----- Document excerpt
Spring cooking

As a tribute to spring, I wanted to share a recipe utilizing the seasonal flavor of asparagus. My husband Michael is an amazing cook—I’m his trusted sous chef—and this afternoon we made tagliatelle pasta with shrimp and asparagus. Please note that these measurements are estimates because Michael never measures things—he’s one of those lucky people who have an innate knowledge of ingredients. An enviable trait, I know. I often tell him he should open his own restaurant…maybe one day! So, this dish is a new favorite and we hope you try it out. Buon appetito!

Tagliatelle con asparagi e gamberetti (Tagliatelle with asparagus and baby shrimp)(copyright Michael A. Di Giovine)

Unlike “regular” pastas eaten throughout Italy, tagliatelle are a traditional egg noodle from Bologna, where Michael studied abroad. The Italian eggs, which have a more orange yolk, allow this pasta to appear yellowish, rather than simply white. He modified this recipe to add a little bit of saffron, which goes quite well with shrimp, and gives the pasta an almost neon-yellow color. Michael usually makes pasta by hand, but you can also use store-bought fresh pasta—tagliolini or tagliatelle work best.


20 stalks of asparagus

½ lb baby shrimp

½ zucchini (optional)

1-2 tomatoes

Olive oil

Salt, pepper and hot pepper to taste

As you make the sauce, boil the water and add sea salt. When the water is boiling, add in your fresh pasta—in about a minute or two they should float to the top, ready.

Clean and marinate the shrimp in a mixture that is ¾ water and ¼ lemon juice. You can substitute vinegar for the lemon juice, if you prefer.

Cut the tips of the asparagus off from the stalk in about 2.5” inch spears; they’ll serve as garnish. Cut the rest of the stalks into ½-inch pieces.
----------
----- Input data
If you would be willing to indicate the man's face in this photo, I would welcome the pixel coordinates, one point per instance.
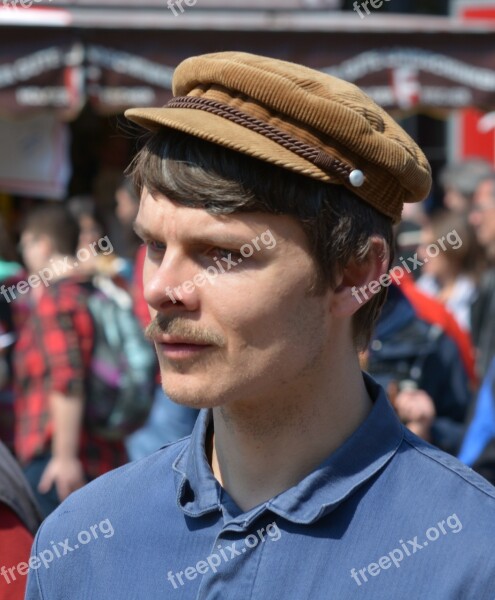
(249, 333)
(482, 215)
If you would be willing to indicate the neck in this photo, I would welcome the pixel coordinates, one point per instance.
(262, 448)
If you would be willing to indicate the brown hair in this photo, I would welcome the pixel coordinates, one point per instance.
(56, 222)
(468, 258)
(337, 223)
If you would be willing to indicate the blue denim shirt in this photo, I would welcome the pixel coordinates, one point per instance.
(385, 517)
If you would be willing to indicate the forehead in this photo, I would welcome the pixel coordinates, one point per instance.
(160, 217)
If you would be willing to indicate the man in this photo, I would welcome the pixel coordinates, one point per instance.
(459, 182)
(51, 364)
(268, 196)
(482, 218)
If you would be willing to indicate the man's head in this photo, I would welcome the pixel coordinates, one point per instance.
(459, 182)
(48, 231)
(328, 200)
(482, 215)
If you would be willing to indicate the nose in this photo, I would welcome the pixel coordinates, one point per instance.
(171, 283)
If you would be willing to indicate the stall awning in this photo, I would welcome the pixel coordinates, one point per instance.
(409, 63)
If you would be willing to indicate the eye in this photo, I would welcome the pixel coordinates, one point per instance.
(225, 253)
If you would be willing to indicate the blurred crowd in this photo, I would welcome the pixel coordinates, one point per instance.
(433, 348)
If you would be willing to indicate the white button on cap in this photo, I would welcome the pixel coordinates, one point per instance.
(356, 178)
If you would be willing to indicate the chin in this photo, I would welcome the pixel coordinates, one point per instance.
(190, 397)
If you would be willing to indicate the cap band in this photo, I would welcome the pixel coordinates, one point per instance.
(314, 155)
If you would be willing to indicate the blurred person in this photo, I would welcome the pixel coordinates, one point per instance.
(297, 460)
(459, 182)
(452, 275)
(478, 446)
(126, 209)
(51, 364)
(482, 218)
(10, 273)
(19, 520)
(92, 232)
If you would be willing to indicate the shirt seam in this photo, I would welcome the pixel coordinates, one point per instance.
(451, 470)
(35, 547)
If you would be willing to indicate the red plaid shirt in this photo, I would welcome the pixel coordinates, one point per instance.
(53, 354)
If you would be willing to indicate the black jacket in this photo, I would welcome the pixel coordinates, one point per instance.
(16, 493)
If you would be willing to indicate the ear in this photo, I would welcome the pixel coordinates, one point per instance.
(362, 280)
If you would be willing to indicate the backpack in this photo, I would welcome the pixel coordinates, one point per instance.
(121, 383)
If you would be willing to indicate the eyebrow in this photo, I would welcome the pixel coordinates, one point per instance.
(141, 231)
(223, 237)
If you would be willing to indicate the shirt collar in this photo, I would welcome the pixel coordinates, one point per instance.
(360, 457)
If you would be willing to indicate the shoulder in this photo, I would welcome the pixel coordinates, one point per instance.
(446, 474)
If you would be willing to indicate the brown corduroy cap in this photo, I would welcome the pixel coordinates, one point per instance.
(299, 119)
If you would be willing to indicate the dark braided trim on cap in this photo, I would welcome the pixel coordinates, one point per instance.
(316, 156)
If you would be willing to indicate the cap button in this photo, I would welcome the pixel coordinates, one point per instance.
(356, 178)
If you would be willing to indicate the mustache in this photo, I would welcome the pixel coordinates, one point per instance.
(180, 327)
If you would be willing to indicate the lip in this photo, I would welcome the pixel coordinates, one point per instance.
(179, 347)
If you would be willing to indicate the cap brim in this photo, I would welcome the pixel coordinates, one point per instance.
(216, 129)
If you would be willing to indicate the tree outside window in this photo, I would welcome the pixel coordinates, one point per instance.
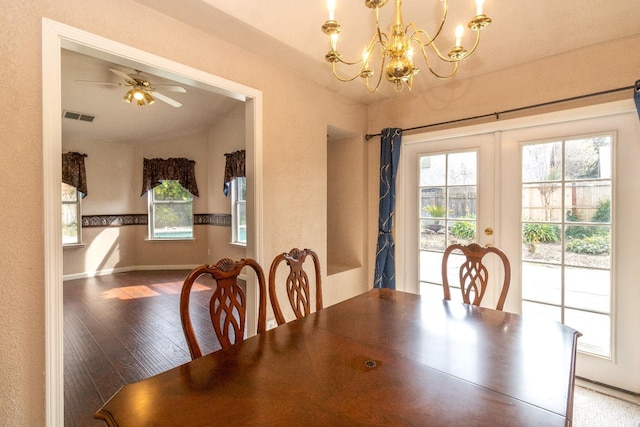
(71, 229)
(170, 212)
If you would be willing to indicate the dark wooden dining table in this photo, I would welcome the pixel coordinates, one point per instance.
(381, 358)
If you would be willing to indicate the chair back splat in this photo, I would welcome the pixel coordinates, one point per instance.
(297, 283)
(473, 274)
(228, 303)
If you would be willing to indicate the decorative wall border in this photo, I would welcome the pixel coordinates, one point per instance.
(221, 220)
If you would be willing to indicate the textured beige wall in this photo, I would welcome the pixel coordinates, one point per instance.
(589, 70)
(296, 114)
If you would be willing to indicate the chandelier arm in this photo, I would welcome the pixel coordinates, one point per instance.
(431, 70)
(445, 9)
(382, 64)
(475, 45)
(417, 39)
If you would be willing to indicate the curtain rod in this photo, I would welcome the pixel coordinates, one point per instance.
(513, 110)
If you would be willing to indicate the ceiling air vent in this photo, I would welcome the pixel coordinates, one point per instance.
(78, 116)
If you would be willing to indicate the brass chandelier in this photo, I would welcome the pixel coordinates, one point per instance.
(395, 51)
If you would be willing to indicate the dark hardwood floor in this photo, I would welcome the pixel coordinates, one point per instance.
(122, 328)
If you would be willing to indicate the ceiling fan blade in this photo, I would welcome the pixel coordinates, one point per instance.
(171, 88)
(98, 83)
(166, 99)
(121, 74)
----------
> **Work order 1**: Copy the text of the asparagus pasta recipe from "20 stalks of" up to and including "the top, ready.".
> **Work order 2**: According to the asparagus pasta recipe, why should the measurements be treated as estimates?

> **Exercise response 1**:
20 stalks of asparagus

½ lb baby shrimp

½ zucchini (optional)

1-2 tomatoes

Olive oil

Salt, pepper and hot pepper to taste

As you make the sauce, boil the water and add sea salt. When the water is boiling, add in your fresh pasta—in about a minute or two they should float to the top, ready.

> **Exercise response 2**: Michael never measures things when he cooks. He has an innate knowledge of ingredients.